* _Provided passage_:
•••
Post Post-Purchase
Note: We’re joining what should be a great conversation next week with Katherine Goodman of Cornbread Hemp to get behind the hype of AI and talk about how she and other brands are using it today. Join here.
We’ve spent some time here over the last few weeks talking about value-led discovery and how UGC, social proof, and word of mouth can justify that value.
One of the pieces we haven’t spent as much time talking about: What happens after the initial purchase?
We’re going to be pulling data around this question, so this is more of an “experience of one” musing, but I’m curious of your experience, too. (So, request: put on your consumer hat and tell me whether this is relatable.) And the best place to start with this, I think, is that the price I pay for something for the first time I buy it is the price I expect to pay going forward.
So, for example, if I get 20% off a $50 product for providing my email address, my true cost on the product is $40. And I really won’t pay more than that again; you’ve told me that you’re willing to sell the product at that price and think that’s a fair value. If I think that’s a fair value, too, why pay more?
•••
* _Task 1_: Decide whether each statement below agrees with the post-purchase passage, and answer yes or no with the deciding words of the passage quoted exactly. (a) The price paid on a first purchase is the price the writer expects to pay afterward. (b) The example discount is 25% off. (c) The writer has already pulled data on what happens after the initial purchase.
* _Task 2_: Echo everything in the post-purchase passage from "We’re going to" down to "why pay more?".
* _Task 3_: List every item that the post-purchase passage names as able to justify value.

Image point grounding data
•••
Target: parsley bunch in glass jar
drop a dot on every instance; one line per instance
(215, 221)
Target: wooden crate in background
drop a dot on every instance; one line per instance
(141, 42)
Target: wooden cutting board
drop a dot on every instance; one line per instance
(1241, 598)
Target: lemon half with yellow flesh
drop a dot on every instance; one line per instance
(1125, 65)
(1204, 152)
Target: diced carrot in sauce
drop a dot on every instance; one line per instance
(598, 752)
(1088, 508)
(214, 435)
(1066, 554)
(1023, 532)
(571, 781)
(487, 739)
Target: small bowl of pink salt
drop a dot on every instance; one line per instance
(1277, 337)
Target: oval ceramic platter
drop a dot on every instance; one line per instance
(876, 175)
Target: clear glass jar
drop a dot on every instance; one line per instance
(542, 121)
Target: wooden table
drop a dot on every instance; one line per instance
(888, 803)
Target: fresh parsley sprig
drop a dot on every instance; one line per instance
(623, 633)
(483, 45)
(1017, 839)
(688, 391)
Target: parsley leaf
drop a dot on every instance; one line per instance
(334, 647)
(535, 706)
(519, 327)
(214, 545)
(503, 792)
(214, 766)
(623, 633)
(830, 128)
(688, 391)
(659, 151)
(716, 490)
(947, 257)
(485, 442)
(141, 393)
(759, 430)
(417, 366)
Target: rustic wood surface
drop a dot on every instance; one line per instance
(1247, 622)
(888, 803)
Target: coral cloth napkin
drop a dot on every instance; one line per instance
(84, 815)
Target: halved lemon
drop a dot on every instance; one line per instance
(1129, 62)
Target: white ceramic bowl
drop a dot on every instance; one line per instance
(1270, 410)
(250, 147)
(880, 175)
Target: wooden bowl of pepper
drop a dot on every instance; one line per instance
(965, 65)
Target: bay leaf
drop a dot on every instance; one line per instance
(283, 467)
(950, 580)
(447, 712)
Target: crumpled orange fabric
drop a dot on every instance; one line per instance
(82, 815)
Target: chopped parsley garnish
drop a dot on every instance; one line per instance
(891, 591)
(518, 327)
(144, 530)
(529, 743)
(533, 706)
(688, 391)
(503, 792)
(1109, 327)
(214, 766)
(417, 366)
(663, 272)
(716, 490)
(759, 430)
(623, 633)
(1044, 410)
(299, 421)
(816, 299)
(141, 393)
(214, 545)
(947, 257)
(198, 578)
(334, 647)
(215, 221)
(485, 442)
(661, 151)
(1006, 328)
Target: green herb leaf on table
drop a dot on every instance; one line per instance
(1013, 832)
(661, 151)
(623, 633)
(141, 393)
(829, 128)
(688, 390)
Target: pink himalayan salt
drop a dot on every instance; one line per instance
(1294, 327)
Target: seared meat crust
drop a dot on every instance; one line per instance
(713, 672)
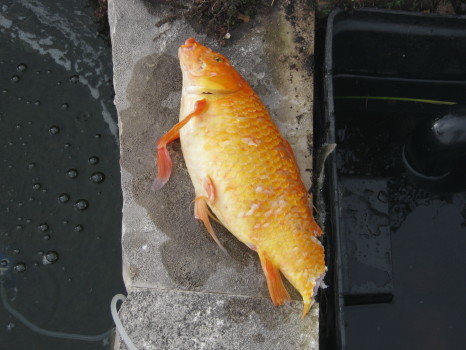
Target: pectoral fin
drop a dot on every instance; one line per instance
(277, 290)
(201, 212)
(164, 163)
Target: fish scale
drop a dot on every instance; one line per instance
(245, 172)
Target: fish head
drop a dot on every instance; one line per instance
(206, 71)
•••
* _Exercise output 1_:
(a) Yes: "the price I pay for something for the first time I buy it is the price I expect to pay going forward."
(b) No: "if I get 20% off a $50 product for providing my email address"
(c) No: "We’re going to be pulling data around this question"

* _Exercise output 2_:
We’re going to be pulling data around this question, so this is more of an “experience of one” musing, but I’m curious of your experience, too. (So, request: put on your consumer hat and tell me whether this is relatable.) And the best place to start with this, I think, is that the price I pay for something for the first time I buy it is the price I expect to pay going forward.
So, for example, if I get 20% off a $50 product for providing my email address, my true cost on the product is $40. And I really won’t pay more than that again; you’ve told me that you’re willing to sell the product at that price and think that’s a fair value. If I think that’s a fair value, too, why pay more?

* _Exercise output 3_: UGC, social proof, word of mouth